GIVEN PASSAGE:
*****

Quicksand is a natural phenomenon - solid material that has been liquefied because of saturation by water. When in this semi-liquid state, the sand shifts easily hence the ‘quick’ in quicksand. Quicksand is usually sand or another type of grainy soil. When water in the sand cannot escape, it creates a liquefied soil that loses strength and cannot support weight; it yields easily to pressure and therefore sucks in anything resting on or falling into it. If we are stuck in quicksand, the more we fight it, the more stuck we feel, the faster we sink and we risk being pulled down deeper and deeper.

Most of us can relate to this sinking feeling at some time or another; we can become snared in a downward spiral, trapped by our thoughts, the more we think, the more we focus on the negative and perhaps recall similar scenarios. We then start talking to ourselves using descriptors about life where ‘nothing’ ‘ever’ goes right and ‘everything’ ‘always’ goes wrong and there is ‘nothing’ that we can do about it.

But we can always do something, even if it is ‘just’ changing our attitude.

"Feelings are something you have; not something you are." Shannon L. Alder

We are not our thoughts, we have all sorts of thoughts and this is natural and normal. We create our lives with the thoughts which are persistent and to which we give the most attention.

“As a single footstep will not make a path on the earth, so a single thought will not make a pathway on the mind. To make a deep physical path, we walk again and again. To make a deep mental path, we must think over and over the kind of thoughts we wish to dominate our lives” Henry David Thoreau

Our emotions aren’t the problem; what becomes a problem is how we react to our thoughts and our emotions, the way we respond and the coping strategies that we choose apply.

*****

EXCERPTED DATA:
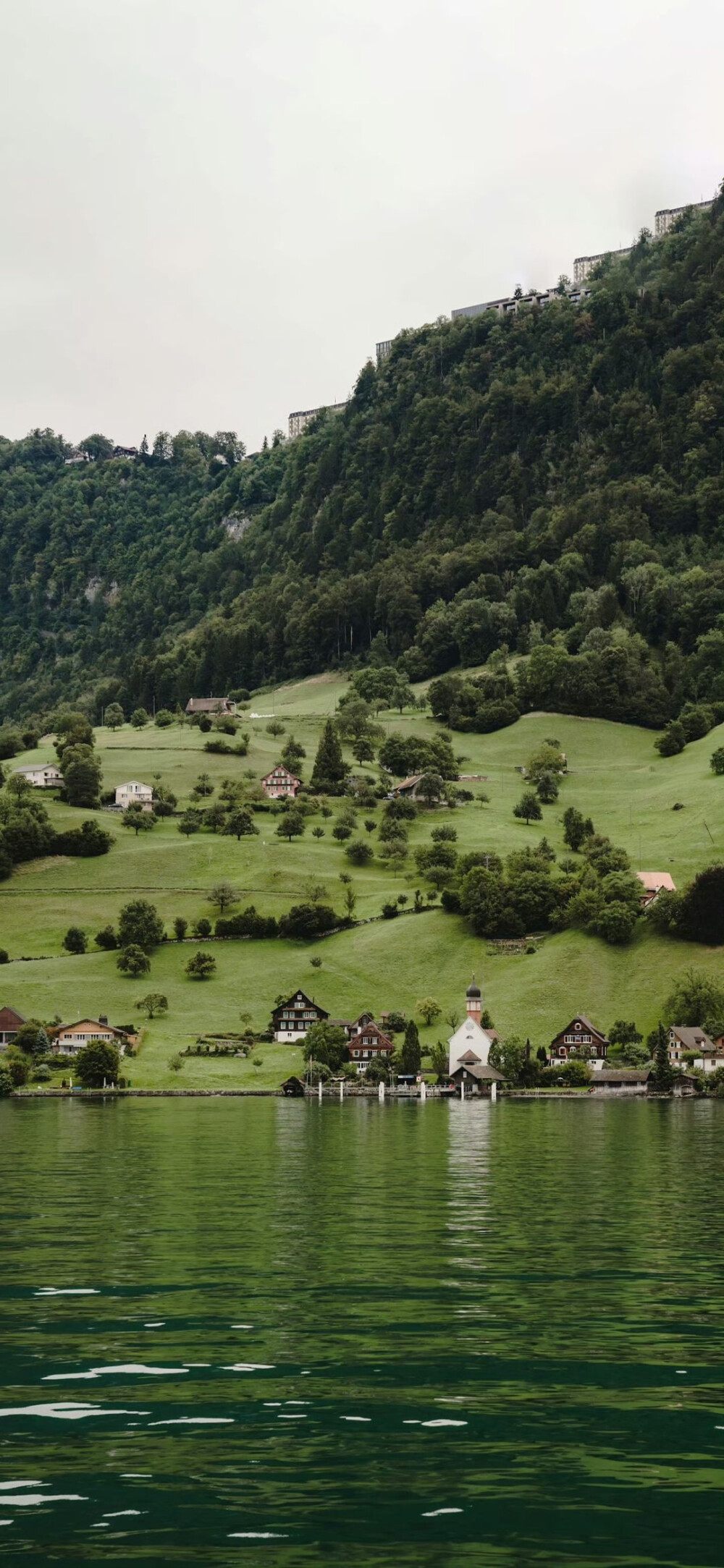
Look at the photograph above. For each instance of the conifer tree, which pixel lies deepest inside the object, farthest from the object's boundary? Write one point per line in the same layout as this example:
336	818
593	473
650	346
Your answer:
412	1054
329	772
663	1072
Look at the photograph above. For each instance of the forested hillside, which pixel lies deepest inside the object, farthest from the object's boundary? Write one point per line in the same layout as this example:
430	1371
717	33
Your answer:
552	480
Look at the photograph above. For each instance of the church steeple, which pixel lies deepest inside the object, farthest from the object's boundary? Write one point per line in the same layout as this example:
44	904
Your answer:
473	1001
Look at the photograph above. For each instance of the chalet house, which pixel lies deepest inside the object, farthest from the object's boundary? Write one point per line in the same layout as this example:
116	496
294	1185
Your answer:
368	1043
473	1076
470	1043
43	775
294	1017
280	784
685	1040
409	787
209	705
620	1081
578	1037
72	1037
10	1022
135	794
652	883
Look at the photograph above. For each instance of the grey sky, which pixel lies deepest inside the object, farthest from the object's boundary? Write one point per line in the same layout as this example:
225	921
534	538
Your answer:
212	209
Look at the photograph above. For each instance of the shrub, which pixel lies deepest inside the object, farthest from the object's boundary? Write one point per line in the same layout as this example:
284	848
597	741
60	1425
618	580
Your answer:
140	925
75	940
358	852
673	740
132	962
307	921
201	966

*****

CHALLENGES:
(1) Retype the quicksand passage from "Most of us can" down to "do about it.".
(2) Answer these questions from the quicksand passage:
(a) What is quicksand usually made of?
(b) Who is credited with the line "Feelings are something you have; not something you are."?
(c) In the Thoreau quotation, what will not make a path on the earth?
The rows have no connection to the quicksand passage.

EXPECTED RESULTS:
(1)
Most of us can relate to this sinking feeling at some time or another; we can become snared in a downward spiral, trapped by our thoughts, the more we think, the more we focus on the negative and perhaps recall similar scenarios. We then start talking to ourselves using descriptors about life where ‘nothing’ ‘ever’ goes right and ‘everything’ ‘always’ goes wrong and there is ‘nothing’ that we can do about it.

(2)
(a) Sand or another type of grainy soil.
(b) Shannon L. Alder.
(c) A single footstep.